_Extract to read_
───
Whilst "Exchanging Places" has it's value, it does fail to deal with the issue that lorries are designed to be dangerous.

This is not only an issue for people riding but also people WALKING. Pedestrian crossings have had more KSI because people driving do not take into account the lack of vision they have.

There is a simple mechanism that will help with ALL these conflicts, require drivers to stop where they can SEE. This requires no infrastructure change, no lorry design change, can happen tomorrow, and will quickly disperse amongst drivers who are required to retrain.

https://beyondthekerb.wordpress.com/2013/12/05/exchanging-places

Also from an ethical standpoint, this sticks to the idea that the person who brings risk into an environment retains responsibility for bringing that risk.

Paul M said...

Advising cyclists about taking care on the roads, and perhaps wearing helmets and high-vis if that is their choice, and if they believe that they actually confer any benefit, seems to me to be sensible, even though hostile individuals and apologists for lazy local authorities and corer-cutting commercial transport enterprises may then seize on that advice for victim-blaming. However, it seems to me that the apologists don’t really need this pretext for making unjustified victim-blaming comments. They will immediately leap to the conclusion that the cyclist must be ot blame for passing up the inside of a bus or HGV, but you and I know different.
───
_Collected data_
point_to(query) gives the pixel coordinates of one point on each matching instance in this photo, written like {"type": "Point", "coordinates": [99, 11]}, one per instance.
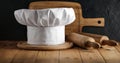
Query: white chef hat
{"type": "Point", "coordinates": [45, 26]}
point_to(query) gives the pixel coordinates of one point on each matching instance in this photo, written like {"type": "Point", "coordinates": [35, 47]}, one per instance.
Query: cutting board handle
{"type": "Point", "coordinates": [99, 22]}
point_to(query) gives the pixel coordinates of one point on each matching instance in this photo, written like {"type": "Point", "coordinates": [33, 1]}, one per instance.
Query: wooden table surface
{"type": "Point", "coordinates": [9, 53]}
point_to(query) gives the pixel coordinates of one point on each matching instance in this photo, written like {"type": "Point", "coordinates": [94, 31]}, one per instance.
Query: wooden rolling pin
{"type": "Point", "coordinates": [103, 40]}
{"type": "Point", "coordinates": [83, 41]}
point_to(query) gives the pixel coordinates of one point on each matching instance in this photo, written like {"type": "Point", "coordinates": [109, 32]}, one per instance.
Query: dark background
{"type": "Point", "coordinates": [109, 9]}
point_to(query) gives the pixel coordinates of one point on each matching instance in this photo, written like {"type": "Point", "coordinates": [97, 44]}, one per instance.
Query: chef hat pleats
{"type": "Point", "coordinates": [45, 17]}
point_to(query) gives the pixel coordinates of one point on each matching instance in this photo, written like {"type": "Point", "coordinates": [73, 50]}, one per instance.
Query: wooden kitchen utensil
{"type": "Point", "coordinates": [79, 22]}
{"type": "Point", "coordinates": [103, 40]}
{"type": "Point", "coordinates": [83, 41]}
{"type": "Point", "coordinates": [24, 45]}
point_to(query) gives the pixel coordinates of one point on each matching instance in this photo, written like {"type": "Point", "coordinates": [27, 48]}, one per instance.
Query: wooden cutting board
{"type": "Point", "coordinates": [79, 23]}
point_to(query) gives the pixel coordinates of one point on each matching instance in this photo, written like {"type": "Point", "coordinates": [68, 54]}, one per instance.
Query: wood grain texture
{"type": "Point", "coordinates": [25, 56]}
{"type": "Point", "coordinates": [79, 22]}
{"type": "Point", "coordinates": [110, 54]}
{"type": "Point", "coordinates": [47, 57]}
{"type": "Point", "coordinates": [7, 55]}
{"type": "Point", "coordinates": [11, 54]}
{"type": "Point", "coordinates": [91, 56]}
{"type": "Point", "coordinates": [70, 56]}
{"type": "Point", "coordinates": [24, 45]}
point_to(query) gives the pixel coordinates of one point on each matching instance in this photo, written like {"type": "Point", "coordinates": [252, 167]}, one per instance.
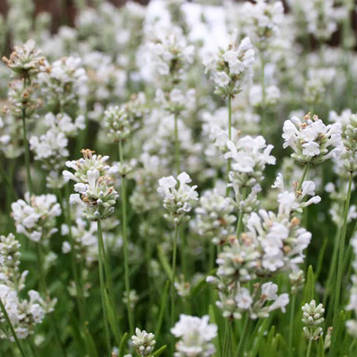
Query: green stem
{"type": "Point", "coordinates": [125, 241]}
{"type": "Point", "coordinates": [262, 81]}
{"type": "Point", "coordinates": [332, 269]}
{"type": "Point", "coordinates": [27, 151]}
{"type": "Point", "coordinates": [102, 285]}
{"type": "Point", "coordinates": [240, 349]}
{"type": "Point", "coordinates": [309, 349]}
{"type": "Point", "coordinates": [80, 301]}
{"type": "Point", "coordinates": [173, 268]}
{"type": "Point", "coordinates": [240, 216]}
{"type": "Point", "coordinates": [291, 324]}
{"type": "Point", "coordinates": [44, 290]}
{"type": "Point", "coordinates": [341, 255]}
{"type": "Point", "coordinates": [11, 328]}
{"type": "Point", "coordinates": [177, 147]}
{"type": "Point", "coordinates": [302, 179]}
{"type": "Point", "coordinates": [229, 104]}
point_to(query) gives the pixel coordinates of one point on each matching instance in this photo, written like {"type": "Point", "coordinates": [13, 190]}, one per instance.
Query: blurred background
{"type": "Point", "coordinates": [64, 11]}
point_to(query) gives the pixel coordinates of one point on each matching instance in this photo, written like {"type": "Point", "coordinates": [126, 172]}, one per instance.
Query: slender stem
{"type": "Point", "coordinates": [102, 285]}
{"type": "Point", "coordinates": [303, 177]}
{"type": "Point", "coordinates": [229, 104]}
{"type": "Point", "coordinates": [44, 290]}
{"type": "Point", "coordinates": [27, 151]}
{"type": "Point", "coordinates": [341, 255]}
{"type": "Point", "coordinates": [227, 346]}
{"type": "Point", "coordinates": [230, 117]}
{"type": "Point", "coordinates": [173, 268]}
{"type": "Point", "coordinates": [11, 328]}
{"type": "Point", "coordinates": [262, 81]}
{"type": "Point", "coordinates": [332, 268]}
{"type": "Point", "coordinates": [177, 146]}
{"type": "Point", "coordinates": [240, 216]}
{"type": "Point", "coordinates": [239, 223]}
{"type": "Point", "coordinates": [240, 349]}
{"type": "Point", "coordinates": [125, 241]}
{"type": "Point", "coordinates": [291, 323]}
{"type": "Point", "coordinates": [80, 301]}
{"type": "Point", "coordinates": [309, 349]}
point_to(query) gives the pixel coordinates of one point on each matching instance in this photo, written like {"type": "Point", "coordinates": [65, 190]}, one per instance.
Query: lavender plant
{"type": "Point", "coordinates": [220, 219]}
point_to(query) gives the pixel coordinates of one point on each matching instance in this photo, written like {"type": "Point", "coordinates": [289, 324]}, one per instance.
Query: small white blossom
{"type": "Point", "coordinates": [177, 195]}
{"type": "Point", "coordinates": [195, 336]}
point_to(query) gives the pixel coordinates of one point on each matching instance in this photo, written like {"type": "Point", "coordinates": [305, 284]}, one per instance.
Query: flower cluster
{"type": "Point", "coordinates": [93, 184]}
{"type": "Point", "coordinates": [24, 314]}
{"type": "Point", "coordinates": [249, 156]}
{"type": "Point", "coordinates": [65, 82]}
{"type": "Point", "coordinates": [231, 67]}
{"type": "Point", "coordinates": [170, 54]}
{"type": "Point", "coordinates": [311, 140]}
{"type": "Point", "coordinates": [178, 196]}
{"type": "Point", "coordinates": [346, 156]}
{"type": "Point", "coordinates": [312, 318]}
{"type": "Point", "coordinates": [195, 336]}
{"type": "Point", "coordinates": [214, 218]}
{"type": "Point", "coordinates": [143, 342]}
{"type": "Point", "coordinates": [262, 21]}
{"type": "Point", "coordinates": [235, 300]}
{"type": "Point", "coordinates": [35, 216]}
{"type": "Point", "coordinates": [51, 148]}
{"type": "Point", "coordinates": [26, 61]}
{"type": "Point", "coordinates": [273, 242]}
{"type": "Point", "coordinates": [352, 323]}
{"type": "Point", "coordinates": [120, 122]}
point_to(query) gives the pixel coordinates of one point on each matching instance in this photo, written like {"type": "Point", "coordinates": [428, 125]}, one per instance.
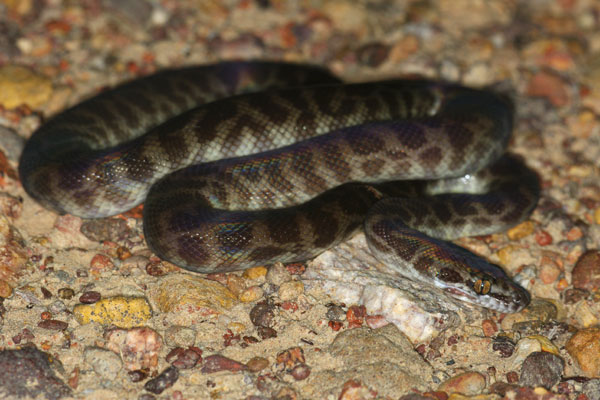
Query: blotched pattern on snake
{"type": "Point", "coordinates": [232, 179]}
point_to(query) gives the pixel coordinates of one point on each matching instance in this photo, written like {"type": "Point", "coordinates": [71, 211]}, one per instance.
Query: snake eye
{"type": "Point", "coordinates": [482, 287]}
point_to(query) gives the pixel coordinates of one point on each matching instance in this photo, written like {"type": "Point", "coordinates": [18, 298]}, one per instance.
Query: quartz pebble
{"type": "Point", "coordinates": [124, 312]}
{"type": "Point", "coordinates": [138, 347]}
{"type": "Point", "coordinates": [105, 363]}
{"type": "Point", "coordinates": [584, 347]}
{"type": "Point", "coordinates": [541, 369]}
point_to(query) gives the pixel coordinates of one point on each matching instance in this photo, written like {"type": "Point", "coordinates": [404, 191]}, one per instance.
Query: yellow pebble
{"type": "Point", "coordinates": [124, 312]}
{"type": "Point", "coordinates": [236, 327]}
{"type": "Point", "coordinates": [520, 231]}
{"type": "Point", "coordinates": [5, 289]}
{"type": "Point", "coordinates": [546, 344]}
{"type": "Point", "coordinates": [251, 294]}
{"type": "Point", "coordinates": [20, 85]}
{"type": "Point", "coordinates": [255, 272]}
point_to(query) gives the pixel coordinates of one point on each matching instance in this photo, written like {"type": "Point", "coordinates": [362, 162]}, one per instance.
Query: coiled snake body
{"type": "Point", "coordinates": [232, 181]}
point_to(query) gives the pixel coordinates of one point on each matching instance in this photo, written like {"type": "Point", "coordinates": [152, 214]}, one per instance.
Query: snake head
{"type": "Point", "coordinates": [497, 293]}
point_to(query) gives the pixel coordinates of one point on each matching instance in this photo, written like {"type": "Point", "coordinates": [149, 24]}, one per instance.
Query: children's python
{"type": "Point", "coordinates": [234, 180]}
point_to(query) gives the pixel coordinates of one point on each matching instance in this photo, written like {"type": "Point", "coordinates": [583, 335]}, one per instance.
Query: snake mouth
{"type": "Point", "coordinates": [495, 301]}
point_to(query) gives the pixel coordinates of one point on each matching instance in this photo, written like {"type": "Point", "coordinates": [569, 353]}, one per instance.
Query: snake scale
{"type": "Point", "coordinates": [247, 163]}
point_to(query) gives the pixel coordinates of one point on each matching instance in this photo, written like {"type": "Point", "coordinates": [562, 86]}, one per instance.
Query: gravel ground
{"type": "Point", "coordinates": [86, 311]}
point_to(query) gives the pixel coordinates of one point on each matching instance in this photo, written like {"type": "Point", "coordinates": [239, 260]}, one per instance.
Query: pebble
{"type": "Point", "coordinates": [300, 372]}
{"type": "Point", "coordinates": [139, 347]}
{"type": "Point", "coordinates": [504, 346]}
{"type": "Point", "coordinates": [101, 263]}
{"type": "Point", "coordinates": [541, 369]}
{"type": "Point", "coordinates": [335, 313]}
{"type": "Point", "coordinates": [66, 293]}
{"type": "Point", "coordinates": [90, 297]}
{"type": "Point", "coordinates": [186, 292]}
{"type": "Point", "coordinates": [290, 290]}
{"type": "Point", "coordinates": [236, 284]}
{"type": "Point", "coordinates": [262, 314]}
{"type": "Point", "coordinates": [57, 307]}
{"type": "Point", "coordinates": [20, 85]}
{"type": "Point", "coordinates": [163, 381]}
{"type": "Point", "coordinates": [137, 375]}
{"type": "Point", "coordinates": [521, 230]}
{"type": "Point", "coordinates": [373, 54]}
{"type": "Point", "coordinates": [257, 364]}
{"type": "Point", "coordinates": [53, 324]}
{"type": "Point", "coordinates": [586, 273]}
{"type": "Point", "coordinates": [288, 359]}
{"type": "Point", "coordinates": [266, 333]}
{"type": "Point", "coordinates": [523, 348]}
{"type": "Point", "coordinates": [217, 362]}
{"type": "Point", "coordinates": [584, 347]}
{"type": "Point", "coordinates": [105, 363]}
{"type": "Point", "coordinates": [468, 384]}
{"type": "Point", "coordinates": [121, 311]}
{"type": "Point", "coordinates": [181, 336]}
{"type": "Point", "coordinates": [278, 274]}
{"type": "Point", "coordinates": [28, 373]}
{"type": "Point", "coordinates": [549, 86]}
{"type": "Point", "coordinates": [585, 315]}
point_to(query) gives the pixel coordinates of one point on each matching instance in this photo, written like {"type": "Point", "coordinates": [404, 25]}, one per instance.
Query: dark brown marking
{"type": "Point", "coordinates": [449, 275]}
{"type": "Point", "coordinates": [282, 230]}
{"type": "Point", "coordinates": [412, 135]}
{"type": "Point", "coordinates": [373, 167]}
{"type": "Point", "coordinates": [431, 157]}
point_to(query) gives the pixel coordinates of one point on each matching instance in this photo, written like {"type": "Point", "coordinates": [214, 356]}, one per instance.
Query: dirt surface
{"type": "Point", "coordinates": [111, 321]}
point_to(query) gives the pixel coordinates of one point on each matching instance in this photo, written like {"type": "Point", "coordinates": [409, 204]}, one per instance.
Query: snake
{"type": "Point", "coordinates": [247, 163]}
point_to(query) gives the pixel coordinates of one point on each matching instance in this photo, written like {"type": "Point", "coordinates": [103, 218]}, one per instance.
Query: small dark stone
{"type": "Point", "coordinates": [503, 346]}
{"type": "Point", "coordinates": [66, 293]}
{"type": "Point", "coordinates": [335, 313]}
{"type": "Point", "coordinates": [113, 229]}
{"type": "Point", "coordinates": [138, 375]}
{"type": "Point", "coordinates": [300, 372]}
{"type": "Point", "coordinates": [27, 373]}
{"type": "Point", "coordinates": [216, 363]}
{"type": "Point", "coordinates": [373, 54]}
{"type": "Point", "coordinates": [53, 324]}
{"type": "Point", "coordinates": [163, 381]}
{"type": "Point", "coordinates": [46, 293]}
{"type": "Point", "coordinates": [90, 297]}
{"type": "Point", "coordinates": [266, 332]}
{"type": "Point", "coordinates": [155, 269]}
{"type": "Point", "coordinates": [541, 368]}
{"type": "Point", "coordinates": [262, 314]}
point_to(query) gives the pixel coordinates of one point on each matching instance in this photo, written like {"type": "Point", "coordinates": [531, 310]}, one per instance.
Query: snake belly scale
{"type": "Point", "coordinates": [247, 163]}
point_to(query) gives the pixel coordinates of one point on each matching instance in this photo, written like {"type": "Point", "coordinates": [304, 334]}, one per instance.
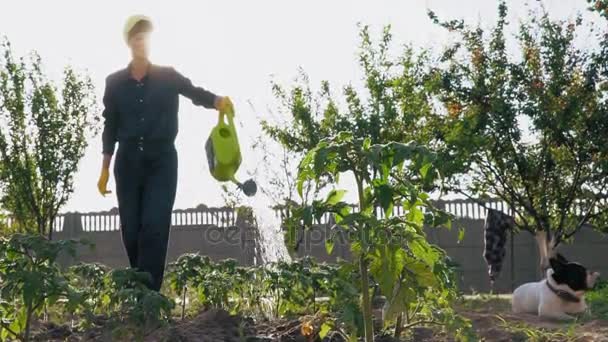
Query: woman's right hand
{"type": "Point", "coordinates": [102, 183]}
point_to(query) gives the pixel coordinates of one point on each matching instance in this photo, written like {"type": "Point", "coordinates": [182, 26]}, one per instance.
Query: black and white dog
{"type": "Point", "coordinates": [560, 294]}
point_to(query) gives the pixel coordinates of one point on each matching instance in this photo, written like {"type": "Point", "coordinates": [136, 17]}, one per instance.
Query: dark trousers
{"type": "Point", "coordinates": [146, 181]}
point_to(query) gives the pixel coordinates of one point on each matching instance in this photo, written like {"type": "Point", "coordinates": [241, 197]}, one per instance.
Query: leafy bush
{"type": "Point", "coordinates": [30, 279]}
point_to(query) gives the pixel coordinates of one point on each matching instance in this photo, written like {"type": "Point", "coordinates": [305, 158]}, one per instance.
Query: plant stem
{"type": "Point", "coordinates": [28, 319]}
{"type": "Point", "coordinates": [398, 326]}
{"type": "Point", "coordinates": [367, 309]}
{"type": "Point", "coordinates": [366, 305]}
{"type": "Point", "coordinates": [184, 303]}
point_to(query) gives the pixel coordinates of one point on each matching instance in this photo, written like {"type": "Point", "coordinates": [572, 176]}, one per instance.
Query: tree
{"type": "Point", "coordinates": [365, 140]}
{"type": "Point", "coordinates": [397, 101]}
{"type": "Point", "coordinates": [43, 135]}
{"type": "Point", "coordinates": [530, 130]}
{"type": "Point", "coordinates": [391, 251]}
{"type": "Point", "coordinates": [393, 108]}
{"type": "Point", "coordinates": [600, 6]}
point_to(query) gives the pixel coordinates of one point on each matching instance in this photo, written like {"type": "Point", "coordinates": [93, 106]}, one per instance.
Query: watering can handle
{"type": "Point", "coordinates": [230, 116]}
───
Answer these questions on the text about lorry safety:
1. What simple mechanism does the text propose for dealing with these conflicts?
2. Where does the text say there have been more KSI because drivers do not account for their lack of vision?
3. What does Paul M say seems sensible to him?
The material has no connection to the text about lorry safety.

1. Requiring drivers to stop where they can see.
2. At pedestrian crossings.
3. Advising cyclists about taking care on the roads, and perhaps wearing helmets and high-vis if that is their choice and they believe these confer any benefit.